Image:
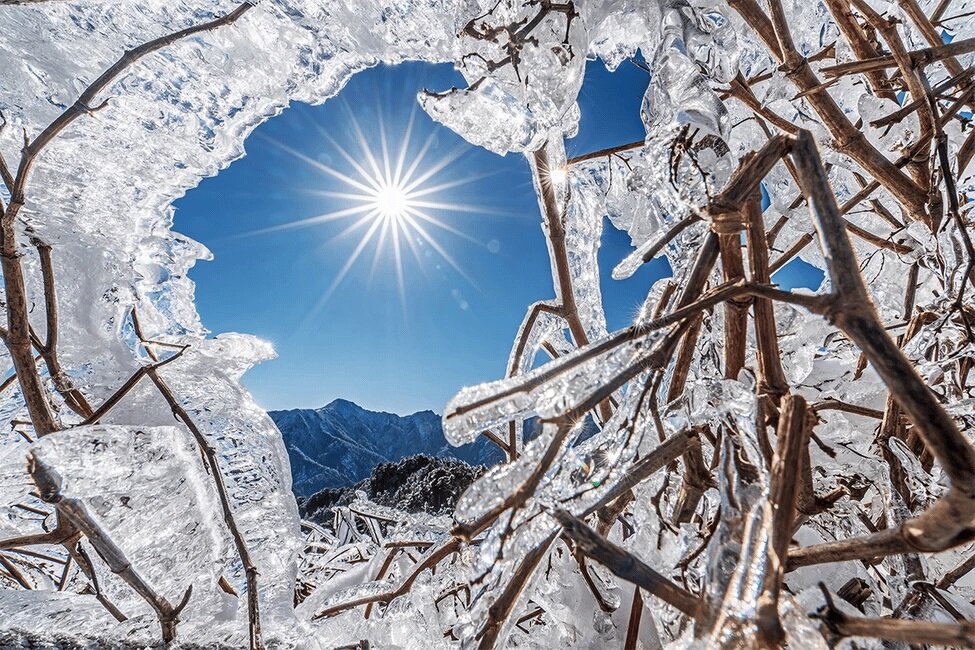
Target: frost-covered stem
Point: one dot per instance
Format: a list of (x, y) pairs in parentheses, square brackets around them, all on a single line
[(501, 609), (71, 395), (792, 437), (633, 623), (555, 231), (735, 311), (556, 236), (910, 74), (434, 558), (696, 476), (949, 521), (625, 565), (18, 326), (125, 388), (387, 563), (862, 48), (914, 632), (49, 485), (17, 336), (84, 105), (740, 90), (918, 58), (468, 530), (930, 33), (847, 139), (511, 447), (771, 376), (608, 152), (662, 455), (15, 573), (213, 463)]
------------------------------------------------
### Requirements
Please render the listing above as a JSON list of strings, one string per line, skipping blank lines and leaving out the pictures.

### Finished exercise
[
  "Image:",
  "Target: frost-covered stem",
  "Point: one dot per instance",
  "Format: a list of (x, y) pairs in parentheses, square brackets around them, all on a single line",
  "[(501, 609), (71, 395), (792, 437), (633, 623), (555, 231), (735, 311), (556, 236), (910, 74), (434, 558), (696, 476), (949, 521), (625, 565), (18, 326), (125, 388), (387, 563), (862, 48), (914, 632), (49, 485), (17, 336), (84, 105), (740, 90), (918, 58), (468, 530), (930, 33), (847, 139), (511, 447), (771, 376), (608, 152), (662, 455), (15, 573), (213, 463)]"
]